**TEXT SEGMENT**.
# # # #

A 57-year-old bureaucrat replaced Raul Castro as the president of Cuba on Thursday, launching a new political era as a government led by a single family for six decades tries to ensure the long-term survival of one of the world’s last communist states.
The silver-haired Diaz-Canel, 57 — a top Communist Party figure who has served as first vice president since 2013 — will become the island’s first leader born after the 1959 revolution, and the first in 60 years who is not named Castro.
Between them, father of the nation Fidel and his younger brother Raul made the Caribbean island a key player in the Cold War and helped keep communism afloat despite the collapse of the Soviet Union.
Raul, now 86, has been in power since 2006, when he took over after illness sidelined Fidel, who seized power in the revolution.
Diaz-Canel, who has spent years climbing the party ranks, was named the sole candidate for the presidency on Wednesday.
He will formally be confirmed as the country’s leader at roughly 9:00 am (1300 GMT) Thursday — the anniversary of the 1961 Bay of Pigs invasion, when Fidel Castro’s forces defeated 1,400 US-backed rebels seeking to overthrow him.

# # # #

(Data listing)
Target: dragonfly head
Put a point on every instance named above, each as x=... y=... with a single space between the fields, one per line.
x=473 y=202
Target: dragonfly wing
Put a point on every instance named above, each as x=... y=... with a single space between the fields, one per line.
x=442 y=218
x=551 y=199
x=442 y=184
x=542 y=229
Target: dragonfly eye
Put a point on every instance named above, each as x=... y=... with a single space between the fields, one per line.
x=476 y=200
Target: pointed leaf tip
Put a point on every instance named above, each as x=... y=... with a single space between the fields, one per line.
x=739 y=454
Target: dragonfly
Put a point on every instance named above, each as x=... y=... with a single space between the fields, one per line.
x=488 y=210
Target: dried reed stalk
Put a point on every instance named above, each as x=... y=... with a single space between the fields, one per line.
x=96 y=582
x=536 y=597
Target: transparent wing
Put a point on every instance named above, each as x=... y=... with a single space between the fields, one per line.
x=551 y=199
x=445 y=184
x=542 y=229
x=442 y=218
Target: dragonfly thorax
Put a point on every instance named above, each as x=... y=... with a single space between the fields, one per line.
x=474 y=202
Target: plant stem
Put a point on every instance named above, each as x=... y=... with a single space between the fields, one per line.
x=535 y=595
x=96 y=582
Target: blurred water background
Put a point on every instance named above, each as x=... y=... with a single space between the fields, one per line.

# # # #

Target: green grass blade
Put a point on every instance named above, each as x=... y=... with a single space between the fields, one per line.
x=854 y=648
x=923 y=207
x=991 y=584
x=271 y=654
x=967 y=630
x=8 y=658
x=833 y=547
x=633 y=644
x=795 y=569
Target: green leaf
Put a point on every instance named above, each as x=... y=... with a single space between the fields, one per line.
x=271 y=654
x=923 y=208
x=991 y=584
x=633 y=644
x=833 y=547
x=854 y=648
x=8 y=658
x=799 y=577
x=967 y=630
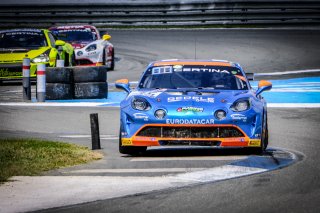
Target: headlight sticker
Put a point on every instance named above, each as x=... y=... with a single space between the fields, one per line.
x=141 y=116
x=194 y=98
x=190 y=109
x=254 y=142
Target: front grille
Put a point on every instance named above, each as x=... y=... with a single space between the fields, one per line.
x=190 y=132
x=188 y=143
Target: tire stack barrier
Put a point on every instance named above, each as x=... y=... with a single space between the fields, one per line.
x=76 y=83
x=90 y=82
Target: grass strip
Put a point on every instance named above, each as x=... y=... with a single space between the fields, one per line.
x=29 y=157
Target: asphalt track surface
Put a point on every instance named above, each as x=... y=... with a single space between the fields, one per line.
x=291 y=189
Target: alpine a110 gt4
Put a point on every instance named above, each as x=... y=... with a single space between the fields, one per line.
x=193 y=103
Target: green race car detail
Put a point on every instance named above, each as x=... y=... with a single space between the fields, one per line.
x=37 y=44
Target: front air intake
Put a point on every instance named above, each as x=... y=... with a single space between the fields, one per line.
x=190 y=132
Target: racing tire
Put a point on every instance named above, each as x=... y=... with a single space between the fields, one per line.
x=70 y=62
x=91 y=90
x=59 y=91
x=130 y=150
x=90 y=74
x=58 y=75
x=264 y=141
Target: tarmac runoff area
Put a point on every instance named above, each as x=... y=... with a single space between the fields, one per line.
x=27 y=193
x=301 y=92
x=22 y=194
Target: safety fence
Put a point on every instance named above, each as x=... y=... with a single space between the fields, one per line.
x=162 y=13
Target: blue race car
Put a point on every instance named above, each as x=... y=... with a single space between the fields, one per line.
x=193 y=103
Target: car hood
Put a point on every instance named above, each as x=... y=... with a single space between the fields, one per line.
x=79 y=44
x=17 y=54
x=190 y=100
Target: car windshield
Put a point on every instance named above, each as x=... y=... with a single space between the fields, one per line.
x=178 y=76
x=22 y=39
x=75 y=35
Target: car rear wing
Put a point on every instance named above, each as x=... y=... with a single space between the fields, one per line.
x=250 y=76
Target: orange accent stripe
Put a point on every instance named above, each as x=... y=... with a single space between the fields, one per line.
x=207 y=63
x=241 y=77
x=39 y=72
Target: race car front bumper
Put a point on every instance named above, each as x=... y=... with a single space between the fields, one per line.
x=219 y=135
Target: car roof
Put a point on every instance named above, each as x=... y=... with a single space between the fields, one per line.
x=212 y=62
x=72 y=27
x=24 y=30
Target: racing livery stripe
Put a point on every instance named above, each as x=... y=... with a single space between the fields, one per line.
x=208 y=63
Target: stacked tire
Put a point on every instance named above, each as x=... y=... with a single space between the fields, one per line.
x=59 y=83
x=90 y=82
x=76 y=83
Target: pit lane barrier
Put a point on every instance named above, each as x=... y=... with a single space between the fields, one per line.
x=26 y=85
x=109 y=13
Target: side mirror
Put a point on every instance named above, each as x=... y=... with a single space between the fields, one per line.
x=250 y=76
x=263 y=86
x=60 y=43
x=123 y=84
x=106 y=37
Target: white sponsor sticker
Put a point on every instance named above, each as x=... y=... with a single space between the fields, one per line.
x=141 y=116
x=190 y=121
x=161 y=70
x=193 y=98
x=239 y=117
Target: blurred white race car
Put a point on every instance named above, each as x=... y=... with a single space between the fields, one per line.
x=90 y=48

# # # #

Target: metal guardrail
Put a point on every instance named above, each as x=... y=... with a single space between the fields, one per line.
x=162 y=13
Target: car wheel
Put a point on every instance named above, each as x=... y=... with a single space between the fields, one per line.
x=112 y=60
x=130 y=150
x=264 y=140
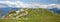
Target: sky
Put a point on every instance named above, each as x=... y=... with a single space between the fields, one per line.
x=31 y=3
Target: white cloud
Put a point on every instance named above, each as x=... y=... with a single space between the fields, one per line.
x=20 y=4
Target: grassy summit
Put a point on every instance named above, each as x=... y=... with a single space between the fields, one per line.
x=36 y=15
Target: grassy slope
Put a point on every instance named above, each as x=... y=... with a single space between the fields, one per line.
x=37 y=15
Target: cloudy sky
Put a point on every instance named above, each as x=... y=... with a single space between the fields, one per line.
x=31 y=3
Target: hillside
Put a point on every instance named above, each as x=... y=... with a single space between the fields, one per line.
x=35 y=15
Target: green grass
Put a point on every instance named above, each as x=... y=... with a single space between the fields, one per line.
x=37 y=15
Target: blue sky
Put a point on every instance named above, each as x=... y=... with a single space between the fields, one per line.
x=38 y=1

# # # #

**INSTRUCTION 1**. Reproduce part of the Cuba leadership passage word for word, starting at the words that contain "A 57-year-old bureaucrat" and ending after "in the revolution.".
**INSTRUCTION 2**.
Answer these from the Cuba leadership passage:
(a) How old is Raul Castro now?
(b) On what day was Diaz-Canel named the sole candidate for the presidency?
(c) How many US-backed rebels did Fidel Castro's forces defeat in the Bay of Pigs invasion?
The records stand apart from the Cuba leadership passage.

**TASK SOLUTION 1**.
A 57-year-old bureaucrat replaced Raul Castro as the president of Cuba on Thursday, launching a new political era as a government led by a single family for six decades tries to ensure the long-term survival of one of the world’s last communist states.
The silver-haired Diaz-Canel, 57 — a top Communist Party figure who has served as first vice president since 2013 — will become the island’s first leader born after the 1959 revolution, and the first in 60 years who is not named Castro.
Between them, father of the nation Fidel and his younger brother Raul made the Caribbean island a key player in the Cold War and helped keep communism afloat despite the collapse of the Soviet Union.
Raul, now 86, has been in power since 2006, when he took over after illness sidelined Fidel, who seized power in the revolution.

**TASK SOLUTION 2**.
(a) 86
(b) Wednesday
(c) 1,400